## Excerpt provided
*-*-*
In Figure 1, the observed sky from Ionian Islands at 06.10 Local Time (LT) or 4:10 Universal Time (UT) before sunrise is shown. The sunrise was at 06.53 LT (4: 53 UT) according to Starry night program. Planet Venus is eastward in accordance with the Homeric epic’s description (see Papamarinopoulos et al. 2012). Also the referred constellations by the Homeric text which can be observed, then, were Ursa Major in the northward quadrant, Bootes was close to Ursa Major and Taurus with the Pleiades’ nebula was exactly in the westward quadrant. Orion constellation was already set.
*-*-*
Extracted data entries
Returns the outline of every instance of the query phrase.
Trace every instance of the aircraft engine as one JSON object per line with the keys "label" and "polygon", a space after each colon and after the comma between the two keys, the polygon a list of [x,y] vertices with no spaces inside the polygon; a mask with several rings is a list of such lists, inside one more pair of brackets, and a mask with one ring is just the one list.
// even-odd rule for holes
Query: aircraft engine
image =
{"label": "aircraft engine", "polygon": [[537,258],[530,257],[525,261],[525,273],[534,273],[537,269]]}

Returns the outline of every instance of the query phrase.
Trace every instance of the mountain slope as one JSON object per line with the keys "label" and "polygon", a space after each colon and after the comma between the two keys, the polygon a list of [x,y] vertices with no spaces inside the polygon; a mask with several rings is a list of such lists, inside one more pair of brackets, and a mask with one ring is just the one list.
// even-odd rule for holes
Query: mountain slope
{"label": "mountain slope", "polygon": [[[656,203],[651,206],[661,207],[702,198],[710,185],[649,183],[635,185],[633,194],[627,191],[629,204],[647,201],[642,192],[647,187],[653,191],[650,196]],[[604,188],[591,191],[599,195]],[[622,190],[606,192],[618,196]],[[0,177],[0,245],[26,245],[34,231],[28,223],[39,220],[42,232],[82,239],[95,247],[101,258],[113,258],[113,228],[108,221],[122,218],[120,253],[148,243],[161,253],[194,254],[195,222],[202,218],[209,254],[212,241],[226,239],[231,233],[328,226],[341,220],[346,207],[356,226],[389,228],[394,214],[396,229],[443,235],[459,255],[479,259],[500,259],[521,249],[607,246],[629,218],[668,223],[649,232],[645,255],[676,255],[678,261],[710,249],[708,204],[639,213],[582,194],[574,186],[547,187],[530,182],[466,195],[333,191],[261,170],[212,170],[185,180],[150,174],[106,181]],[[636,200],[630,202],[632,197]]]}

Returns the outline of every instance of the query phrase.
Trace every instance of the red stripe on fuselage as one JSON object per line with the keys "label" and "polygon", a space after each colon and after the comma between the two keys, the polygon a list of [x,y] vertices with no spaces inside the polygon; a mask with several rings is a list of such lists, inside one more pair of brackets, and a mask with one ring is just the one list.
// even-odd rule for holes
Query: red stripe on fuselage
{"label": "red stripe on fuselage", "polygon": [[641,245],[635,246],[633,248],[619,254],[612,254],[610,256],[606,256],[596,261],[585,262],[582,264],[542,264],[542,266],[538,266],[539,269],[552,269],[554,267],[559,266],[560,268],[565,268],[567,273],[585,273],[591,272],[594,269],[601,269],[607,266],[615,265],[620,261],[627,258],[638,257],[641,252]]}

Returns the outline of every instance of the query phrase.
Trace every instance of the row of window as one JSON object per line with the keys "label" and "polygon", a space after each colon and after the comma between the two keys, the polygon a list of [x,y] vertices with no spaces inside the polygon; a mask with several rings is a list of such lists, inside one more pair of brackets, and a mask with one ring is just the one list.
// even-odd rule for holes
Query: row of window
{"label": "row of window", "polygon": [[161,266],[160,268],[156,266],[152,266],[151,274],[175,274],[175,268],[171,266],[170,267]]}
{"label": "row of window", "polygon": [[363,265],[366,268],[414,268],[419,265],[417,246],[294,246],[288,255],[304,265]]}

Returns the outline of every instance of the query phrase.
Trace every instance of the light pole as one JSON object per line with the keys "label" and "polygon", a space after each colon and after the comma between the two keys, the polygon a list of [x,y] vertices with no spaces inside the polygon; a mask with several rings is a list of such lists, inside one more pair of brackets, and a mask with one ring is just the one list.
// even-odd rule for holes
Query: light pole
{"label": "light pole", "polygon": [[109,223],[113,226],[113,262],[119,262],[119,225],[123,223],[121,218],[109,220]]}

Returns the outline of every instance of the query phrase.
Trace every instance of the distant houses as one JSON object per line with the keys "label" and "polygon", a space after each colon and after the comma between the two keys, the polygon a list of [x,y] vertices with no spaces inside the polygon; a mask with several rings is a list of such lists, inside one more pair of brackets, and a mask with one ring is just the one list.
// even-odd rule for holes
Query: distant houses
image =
*-*-*
## Instructions to follow
Repeat the passage about the morning sky over the Ionian Islands word for word, in full.

## Output of the exercise
In Figure 1, the observed sky from Ionian Islands at 06.10 Local Time (LT) or 4:10 Universal Time (UT) before sunrise is shown. The sunrise was at 06.53 LT (4: 53 UT) according to Starry night program. Planet Venus is eastward in accordance with the Homeric epic’s description (see Papamarinopoulos et al. 2012). Also the referred constellations by the Homeric text which can be observed, then, were Ursa Major in the northward quadrant, Bootes was close to Ursa Major and Taurus with the Pleiades’ nebula was exactly in the westward quadrant. Orion constellation was already set.